Work to be completed:
Rescale the records from the line containing "For each instance of the corrugated" through the end of the records, reproducing every line with its request, and multiply each coordinate in the answers by 1.5, rounding to whole numbers with halves rounded up. Leave the numbers in the requests and their format samples unchanged.

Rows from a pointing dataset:
###

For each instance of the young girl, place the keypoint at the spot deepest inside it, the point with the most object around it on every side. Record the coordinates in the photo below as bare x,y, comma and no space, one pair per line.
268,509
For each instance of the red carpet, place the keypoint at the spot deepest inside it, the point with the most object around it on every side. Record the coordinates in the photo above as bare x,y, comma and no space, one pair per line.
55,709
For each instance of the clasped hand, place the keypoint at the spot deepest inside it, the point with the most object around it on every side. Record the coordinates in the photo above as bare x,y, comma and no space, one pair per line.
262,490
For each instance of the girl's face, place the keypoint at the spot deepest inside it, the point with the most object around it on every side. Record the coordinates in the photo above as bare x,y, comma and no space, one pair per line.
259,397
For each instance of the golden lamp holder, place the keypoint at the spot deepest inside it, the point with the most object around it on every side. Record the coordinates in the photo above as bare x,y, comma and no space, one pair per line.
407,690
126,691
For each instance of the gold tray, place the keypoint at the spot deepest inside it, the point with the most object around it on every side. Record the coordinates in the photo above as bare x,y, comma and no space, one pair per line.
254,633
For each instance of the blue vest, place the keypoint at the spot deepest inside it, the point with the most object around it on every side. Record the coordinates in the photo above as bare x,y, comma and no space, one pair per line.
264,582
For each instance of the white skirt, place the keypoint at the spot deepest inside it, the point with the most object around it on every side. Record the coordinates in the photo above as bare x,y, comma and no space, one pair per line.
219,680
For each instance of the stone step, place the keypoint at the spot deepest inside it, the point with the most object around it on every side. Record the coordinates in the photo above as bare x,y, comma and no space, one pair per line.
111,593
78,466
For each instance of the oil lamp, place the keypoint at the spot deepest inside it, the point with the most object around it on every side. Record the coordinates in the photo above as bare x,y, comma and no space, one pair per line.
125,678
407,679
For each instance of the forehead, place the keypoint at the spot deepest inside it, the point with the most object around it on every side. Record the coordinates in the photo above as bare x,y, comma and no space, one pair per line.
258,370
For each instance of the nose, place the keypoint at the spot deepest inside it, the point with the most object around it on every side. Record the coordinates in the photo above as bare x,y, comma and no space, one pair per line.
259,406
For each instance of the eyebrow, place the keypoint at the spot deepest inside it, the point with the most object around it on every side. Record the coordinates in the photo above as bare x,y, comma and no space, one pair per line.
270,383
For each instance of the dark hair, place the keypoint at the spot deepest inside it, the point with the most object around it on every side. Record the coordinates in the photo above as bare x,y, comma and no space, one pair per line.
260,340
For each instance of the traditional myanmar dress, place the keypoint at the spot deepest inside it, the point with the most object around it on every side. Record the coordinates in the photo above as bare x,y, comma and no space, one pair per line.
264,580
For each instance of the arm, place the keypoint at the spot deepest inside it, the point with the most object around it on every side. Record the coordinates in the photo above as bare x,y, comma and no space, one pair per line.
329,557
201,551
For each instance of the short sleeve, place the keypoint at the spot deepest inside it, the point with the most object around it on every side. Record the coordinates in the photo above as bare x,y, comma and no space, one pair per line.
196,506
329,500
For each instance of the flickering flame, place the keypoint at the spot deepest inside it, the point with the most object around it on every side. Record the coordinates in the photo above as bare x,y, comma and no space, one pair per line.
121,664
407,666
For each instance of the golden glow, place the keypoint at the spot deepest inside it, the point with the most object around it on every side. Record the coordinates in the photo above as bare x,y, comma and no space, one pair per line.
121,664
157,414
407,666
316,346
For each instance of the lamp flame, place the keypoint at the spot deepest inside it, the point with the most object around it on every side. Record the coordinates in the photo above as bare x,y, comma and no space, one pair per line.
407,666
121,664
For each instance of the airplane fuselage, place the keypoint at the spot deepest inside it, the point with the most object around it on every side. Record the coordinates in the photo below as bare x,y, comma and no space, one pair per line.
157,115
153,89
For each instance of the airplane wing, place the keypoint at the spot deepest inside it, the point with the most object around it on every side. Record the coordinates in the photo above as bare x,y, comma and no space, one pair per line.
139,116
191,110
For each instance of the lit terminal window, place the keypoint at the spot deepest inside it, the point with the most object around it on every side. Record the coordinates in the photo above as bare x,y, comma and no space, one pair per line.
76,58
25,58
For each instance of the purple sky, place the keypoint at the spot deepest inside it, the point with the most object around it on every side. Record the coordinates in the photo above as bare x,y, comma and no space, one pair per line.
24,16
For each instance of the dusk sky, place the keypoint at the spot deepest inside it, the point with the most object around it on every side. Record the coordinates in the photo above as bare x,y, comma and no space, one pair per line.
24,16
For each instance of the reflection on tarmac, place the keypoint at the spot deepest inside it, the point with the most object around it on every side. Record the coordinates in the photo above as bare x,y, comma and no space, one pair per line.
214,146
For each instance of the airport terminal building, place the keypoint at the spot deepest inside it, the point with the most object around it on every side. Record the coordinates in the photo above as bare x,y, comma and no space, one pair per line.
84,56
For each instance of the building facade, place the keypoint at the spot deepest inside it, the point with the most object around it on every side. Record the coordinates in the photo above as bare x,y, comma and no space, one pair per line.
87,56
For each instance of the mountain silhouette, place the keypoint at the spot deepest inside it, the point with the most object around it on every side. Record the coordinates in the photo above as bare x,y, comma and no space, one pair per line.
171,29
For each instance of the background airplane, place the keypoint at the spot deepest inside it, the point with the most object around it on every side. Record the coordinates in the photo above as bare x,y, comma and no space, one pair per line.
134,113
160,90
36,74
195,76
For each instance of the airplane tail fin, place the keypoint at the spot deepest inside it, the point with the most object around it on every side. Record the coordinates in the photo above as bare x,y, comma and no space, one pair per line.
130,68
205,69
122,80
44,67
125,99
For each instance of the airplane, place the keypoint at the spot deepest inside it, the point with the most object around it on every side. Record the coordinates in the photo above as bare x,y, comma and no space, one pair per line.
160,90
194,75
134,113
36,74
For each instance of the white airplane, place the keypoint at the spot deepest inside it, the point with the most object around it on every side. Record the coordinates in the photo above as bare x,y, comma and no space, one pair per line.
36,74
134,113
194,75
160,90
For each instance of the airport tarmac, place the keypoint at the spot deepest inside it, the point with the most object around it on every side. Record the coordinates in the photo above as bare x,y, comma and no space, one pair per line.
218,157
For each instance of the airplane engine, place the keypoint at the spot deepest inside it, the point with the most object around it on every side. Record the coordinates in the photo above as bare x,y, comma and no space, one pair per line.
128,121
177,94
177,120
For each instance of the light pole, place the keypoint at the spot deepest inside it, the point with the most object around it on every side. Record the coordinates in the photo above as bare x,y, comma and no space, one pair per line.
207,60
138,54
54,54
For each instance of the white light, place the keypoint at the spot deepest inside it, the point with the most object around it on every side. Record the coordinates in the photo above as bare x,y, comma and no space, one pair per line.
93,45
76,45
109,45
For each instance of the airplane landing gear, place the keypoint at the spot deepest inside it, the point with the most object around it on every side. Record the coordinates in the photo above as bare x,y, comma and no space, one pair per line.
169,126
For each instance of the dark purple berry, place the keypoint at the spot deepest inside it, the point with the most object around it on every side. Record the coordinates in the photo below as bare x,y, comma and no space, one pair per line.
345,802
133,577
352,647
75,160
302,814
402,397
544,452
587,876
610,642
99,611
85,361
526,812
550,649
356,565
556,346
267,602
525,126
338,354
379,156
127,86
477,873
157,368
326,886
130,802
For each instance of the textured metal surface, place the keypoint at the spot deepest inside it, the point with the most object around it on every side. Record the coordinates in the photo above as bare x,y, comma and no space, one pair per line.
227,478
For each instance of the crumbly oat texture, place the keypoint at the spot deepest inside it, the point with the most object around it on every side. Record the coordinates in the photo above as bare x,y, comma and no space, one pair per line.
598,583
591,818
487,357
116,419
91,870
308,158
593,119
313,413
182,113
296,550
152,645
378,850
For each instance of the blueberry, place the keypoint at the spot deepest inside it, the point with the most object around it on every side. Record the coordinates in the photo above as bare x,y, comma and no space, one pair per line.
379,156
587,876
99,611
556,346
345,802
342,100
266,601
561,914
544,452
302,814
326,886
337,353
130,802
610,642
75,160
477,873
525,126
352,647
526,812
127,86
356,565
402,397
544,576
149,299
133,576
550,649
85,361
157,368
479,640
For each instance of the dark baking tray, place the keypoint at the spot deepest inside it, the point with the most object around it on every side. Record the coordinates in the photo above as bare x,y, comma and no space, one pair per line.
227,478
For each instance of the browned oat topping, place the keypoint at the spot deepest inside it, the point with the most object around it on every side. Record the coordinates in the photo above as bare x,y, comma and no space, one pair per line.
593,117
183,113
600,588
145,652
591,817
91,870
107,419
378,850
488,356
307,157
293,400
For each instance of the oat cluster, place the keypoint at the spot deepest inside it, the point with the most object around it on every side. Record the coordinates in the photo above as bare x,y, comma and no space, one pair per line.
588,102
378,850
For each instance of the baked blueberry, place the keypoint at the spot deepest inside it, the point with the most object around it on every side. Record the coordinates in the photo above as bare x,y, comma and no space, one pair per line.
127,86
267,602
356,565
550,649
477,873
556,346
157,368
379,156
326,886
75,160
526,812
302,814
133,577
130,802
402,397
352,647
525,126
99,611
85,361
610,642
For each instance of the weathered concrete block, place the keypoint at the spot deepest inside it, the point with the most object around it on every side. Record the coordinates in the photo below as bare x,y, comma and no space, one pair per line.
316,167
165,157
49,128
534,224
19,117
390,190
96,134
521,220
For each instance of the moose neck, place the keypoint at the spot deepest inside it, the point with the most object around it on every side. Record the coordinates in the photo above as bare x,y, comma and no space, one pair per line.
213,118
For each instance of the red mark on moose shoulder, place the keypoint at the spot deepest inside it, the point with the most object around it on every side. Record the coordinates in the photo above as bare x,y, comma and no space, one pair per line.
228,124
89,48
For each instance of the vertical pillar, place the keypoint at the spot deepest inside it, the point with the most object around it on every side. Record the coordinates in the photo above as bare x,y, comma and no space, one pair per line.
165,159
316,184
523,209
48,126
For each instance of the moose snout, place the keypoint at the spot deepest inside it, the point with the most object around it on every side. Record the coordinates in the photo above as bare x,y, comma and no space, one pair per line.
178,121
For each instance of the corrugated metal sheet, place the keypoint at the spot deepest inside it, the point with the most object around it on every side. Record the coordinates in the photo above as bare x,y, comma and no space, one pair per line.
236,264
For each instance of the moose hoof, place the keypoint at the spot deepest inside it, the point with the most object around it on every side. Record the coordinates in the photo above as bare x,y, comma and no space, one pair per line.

###

Task answer:
For each instance of the corrugated metal sheet, place the keypoint at the spot deepest inside it, the point with the most object around it on every side. Record the coordinates in the photo above as bare x,y, comma and no space, one pair per line.
354,396
For each instance of the moose hoof, place the keypoint at the spot deepest inside it, the point with the most object around it on every side. Record the coordinates in the photo above as bare x,y, comma and no space, one pair per line.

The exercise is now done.